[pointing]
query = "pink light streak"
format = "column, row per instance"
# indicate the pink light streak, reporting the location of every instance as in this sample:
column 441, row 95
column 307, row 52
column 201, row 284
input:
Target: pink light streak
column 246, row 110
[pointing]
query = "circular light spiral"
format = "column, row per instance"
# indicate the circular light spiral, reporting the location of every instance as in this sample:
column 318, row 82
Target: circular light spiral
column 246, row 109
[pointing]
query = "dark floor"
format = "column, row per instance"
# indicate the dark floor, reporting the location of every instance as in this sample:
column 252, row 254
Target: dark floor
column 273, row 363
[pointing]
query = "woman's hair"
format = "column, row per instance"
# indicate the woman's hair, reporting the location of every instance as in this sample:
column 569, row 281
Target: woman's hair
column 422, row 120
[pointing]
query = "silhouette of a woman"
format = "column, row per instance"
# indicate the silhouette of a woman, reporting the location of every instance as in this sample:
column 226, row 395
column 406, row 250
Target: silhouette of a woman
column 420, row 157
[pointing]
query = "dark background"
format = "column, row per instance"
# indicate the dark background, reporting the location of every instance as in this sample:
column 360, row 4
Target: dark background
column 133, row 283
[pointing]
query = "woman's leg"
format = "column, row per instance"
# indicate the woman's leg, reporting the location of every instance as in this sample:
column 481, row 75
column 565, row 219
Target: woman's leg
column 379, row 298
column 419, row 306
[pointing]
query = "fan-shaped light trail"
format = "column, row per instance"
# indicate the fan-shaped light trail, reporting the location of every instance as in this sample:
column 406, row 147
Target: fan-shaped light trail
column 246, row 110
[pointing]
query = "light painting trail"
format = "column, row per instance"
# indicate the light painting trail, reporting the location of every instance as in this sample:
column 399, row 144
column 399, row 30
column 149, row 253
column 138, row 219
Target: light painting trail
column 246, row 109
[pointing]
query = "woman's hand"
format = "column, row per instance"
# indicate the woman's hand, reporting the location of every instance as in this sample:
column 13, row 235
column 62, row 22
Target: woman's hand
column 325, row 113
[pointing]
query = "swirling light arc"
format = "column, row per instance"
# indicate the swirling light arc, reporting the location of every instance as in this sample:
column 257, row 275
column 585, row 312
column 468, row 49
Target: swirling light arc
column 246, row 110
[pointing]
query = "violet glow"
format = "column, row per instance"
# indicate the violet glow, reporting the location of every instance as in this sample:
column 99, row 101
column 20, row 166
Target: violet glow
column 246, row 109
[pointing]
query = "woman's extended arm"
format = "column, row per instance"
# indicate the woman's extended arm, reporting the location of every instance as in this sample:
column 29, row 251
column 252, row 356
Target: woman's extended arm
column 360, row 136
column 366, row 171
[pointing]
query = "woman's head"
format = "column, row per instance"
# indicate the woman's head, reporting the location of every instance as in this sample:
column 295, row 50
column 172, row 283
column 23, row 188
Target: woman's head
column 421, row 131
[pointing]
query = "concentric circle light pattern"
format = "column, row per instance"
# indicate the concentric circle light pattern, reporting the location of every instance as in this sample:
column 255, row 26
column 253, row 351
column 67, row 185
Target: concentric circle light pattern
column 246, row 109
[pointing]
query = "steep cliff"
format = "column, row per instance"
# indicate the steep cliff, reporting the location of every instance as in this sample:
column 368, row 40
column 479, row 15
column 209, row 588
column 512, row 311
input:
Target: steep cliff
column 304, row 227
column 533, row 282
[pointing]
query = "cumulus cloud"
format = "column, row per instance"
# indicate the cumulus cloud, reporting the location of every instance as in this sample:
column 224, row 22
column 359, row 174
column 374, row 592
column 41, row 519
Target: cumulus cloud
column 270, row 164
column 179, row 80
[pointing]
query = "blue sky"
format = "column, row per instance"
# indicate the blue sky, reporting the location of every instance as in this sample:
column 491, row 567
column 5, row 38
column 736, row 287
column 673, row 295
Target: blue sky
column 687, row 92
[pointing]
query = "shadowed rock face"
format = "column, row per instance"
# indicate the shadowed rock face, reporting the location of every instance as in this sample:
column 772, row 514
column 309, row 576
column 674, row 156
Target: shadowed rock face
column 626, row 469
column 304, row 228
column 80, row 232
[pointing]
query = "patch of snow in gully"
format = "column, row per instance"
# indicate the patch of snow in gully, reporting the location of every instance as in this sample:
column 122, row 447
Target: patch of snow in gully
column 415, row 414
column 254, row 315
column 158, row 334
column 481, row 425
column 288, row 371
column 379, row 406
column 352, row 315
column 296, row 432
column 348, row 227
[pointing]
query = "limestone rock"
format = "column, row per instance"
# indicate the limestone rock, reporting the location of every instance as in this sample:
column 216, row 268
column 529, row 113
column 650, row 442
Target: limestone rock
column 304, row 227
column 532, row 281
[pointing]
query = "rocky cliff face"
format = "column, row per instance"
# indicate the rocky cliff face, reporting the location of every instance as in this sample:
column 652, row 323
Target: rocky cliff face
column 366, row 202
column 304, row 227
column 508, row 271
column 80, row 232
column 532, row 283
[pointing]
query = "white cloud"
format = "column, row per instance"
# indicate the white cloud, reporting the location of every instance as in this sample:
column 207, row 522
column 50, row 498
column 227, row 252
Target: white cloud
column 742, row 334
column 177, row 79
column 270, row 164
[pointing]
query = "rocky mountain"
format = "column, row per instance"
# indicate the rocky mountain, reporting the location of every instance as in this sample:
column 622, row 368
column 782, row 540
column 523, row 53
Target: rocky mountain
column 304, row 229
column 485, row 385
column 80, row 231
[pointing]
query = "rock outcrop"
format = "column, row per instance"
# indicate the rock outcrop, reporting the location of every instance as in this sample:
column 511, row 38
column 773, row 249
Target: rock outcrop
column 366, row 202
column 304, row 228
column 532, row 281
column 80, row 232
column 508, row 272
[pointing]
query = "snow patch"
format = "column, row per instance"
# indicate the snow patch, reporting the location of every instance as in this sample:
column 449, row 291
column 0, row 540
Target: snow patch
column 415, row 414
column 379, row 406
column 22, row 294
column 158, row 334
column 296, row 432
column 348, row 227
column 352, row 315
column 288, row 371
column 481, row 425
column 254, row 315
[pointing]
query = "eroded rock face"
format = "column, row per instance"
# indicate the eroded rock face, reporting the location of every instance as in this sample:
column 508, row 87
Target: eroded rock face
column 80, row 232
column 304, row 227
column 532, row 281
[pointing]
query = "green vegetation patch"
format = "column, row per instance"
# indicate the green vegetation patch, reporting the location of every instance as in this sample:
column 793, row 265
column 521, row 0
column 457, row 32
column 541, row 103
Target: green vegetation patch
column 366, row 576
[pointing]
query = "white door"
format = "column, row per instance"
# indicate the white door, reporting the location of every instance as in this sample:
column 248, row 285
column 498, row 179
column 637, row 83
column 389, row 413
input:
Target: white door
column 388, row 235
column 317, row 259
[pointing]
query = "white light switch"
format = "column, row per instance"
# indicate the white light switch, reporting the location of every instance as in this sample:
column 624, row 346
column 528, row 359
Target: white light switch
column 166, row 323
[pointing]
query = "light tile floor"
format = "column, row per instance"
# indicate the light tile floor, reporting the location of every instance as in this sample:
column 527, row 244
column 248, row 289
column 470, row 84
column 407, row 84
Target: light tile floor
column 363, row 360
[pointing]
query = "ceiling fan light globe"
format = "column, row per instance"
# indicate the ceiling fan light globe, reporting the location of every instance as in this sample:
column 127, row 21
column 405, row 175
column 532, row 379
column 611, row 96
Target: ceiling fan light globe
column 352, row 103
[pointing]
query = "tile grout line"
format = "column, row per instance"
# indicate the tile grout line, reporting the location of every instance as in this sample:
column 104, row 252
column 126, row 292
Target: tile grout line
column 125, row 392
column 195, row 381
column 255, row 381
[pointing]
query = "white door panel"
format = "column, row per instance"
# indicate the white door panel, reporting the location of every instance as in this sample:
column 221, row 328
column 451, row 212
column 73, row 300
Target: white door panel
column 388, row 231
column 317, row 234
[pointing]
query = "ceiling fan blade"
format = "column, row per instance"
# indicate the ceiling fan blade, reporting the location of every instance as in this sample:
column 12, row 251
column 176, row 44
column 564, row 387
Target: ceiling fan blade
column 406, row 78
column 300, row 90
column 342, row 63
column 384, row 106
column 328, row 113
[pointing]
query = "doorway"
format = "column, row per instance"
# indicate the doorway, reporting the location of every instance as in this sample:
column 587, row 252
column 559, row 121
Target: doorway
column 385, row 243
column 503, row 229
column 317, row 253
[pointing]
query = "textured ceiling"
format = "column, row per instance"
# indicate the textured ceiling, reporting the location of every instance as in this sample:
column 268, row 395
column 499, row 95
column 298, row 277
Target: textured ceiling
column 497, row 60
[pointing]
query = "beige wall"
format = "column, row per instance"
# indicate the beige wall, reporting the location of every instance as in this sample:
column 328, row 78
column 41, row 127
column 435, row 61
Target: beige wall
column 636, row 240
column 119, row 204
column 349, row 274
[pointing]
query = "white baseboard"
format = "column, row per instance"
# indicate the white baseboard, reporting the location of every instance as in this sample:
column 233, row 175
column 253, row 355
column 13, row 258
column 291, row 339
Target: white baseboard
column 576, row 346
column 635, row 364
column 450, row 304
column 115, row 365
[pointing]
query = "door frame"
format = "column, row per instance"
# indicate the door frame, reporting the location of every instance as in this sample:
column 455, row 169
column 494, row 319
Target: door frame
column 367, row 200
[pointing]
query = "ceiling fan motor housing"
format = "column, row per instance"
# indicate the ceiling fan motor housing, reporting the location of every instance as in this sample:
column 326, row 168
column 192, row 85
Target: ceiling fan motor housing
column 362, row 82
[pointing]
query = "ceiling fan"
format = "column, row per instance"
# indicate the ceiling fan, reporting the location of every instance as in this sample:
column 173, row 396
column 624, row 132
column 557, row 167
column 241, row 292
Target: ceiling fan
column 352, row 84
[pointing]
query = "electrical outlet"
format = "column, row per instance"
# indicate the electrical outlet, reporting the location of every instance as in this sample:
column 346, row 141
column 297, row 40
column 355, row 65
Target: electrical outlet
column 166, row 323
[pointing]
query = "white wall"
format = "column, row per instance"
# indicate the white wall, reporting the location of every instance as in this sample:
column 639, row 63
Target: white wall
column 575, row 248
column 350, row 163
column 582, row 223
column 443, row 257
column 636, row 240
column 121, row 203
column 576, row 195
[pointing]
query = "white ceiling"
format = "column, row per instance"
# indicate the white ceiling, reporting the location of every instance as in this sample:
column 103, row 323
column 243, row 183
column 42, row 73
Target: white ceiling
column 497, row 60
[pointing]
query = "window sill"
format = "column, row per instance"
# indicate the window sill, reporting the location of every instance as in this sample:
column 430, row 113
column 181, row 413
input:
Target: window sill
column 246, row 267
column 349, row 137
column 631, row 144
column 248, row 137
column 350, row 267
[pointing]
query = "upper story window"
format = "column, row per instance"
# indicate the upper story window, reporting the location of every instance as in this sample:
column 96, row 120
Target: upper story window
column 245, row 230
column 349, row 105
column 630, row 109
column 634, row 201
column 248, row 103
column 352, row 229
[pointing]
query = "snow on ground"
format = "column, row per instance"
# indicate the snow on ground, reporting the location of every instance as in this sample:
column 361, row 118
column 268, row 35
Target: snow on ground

EXERCISE TASK:
Report every line in the rows above that contains the string "sill".

FULL ANSWER:
query = "window sill"
# indicate the window sill, reporting the location of every instance as in this sample:
Target: window sill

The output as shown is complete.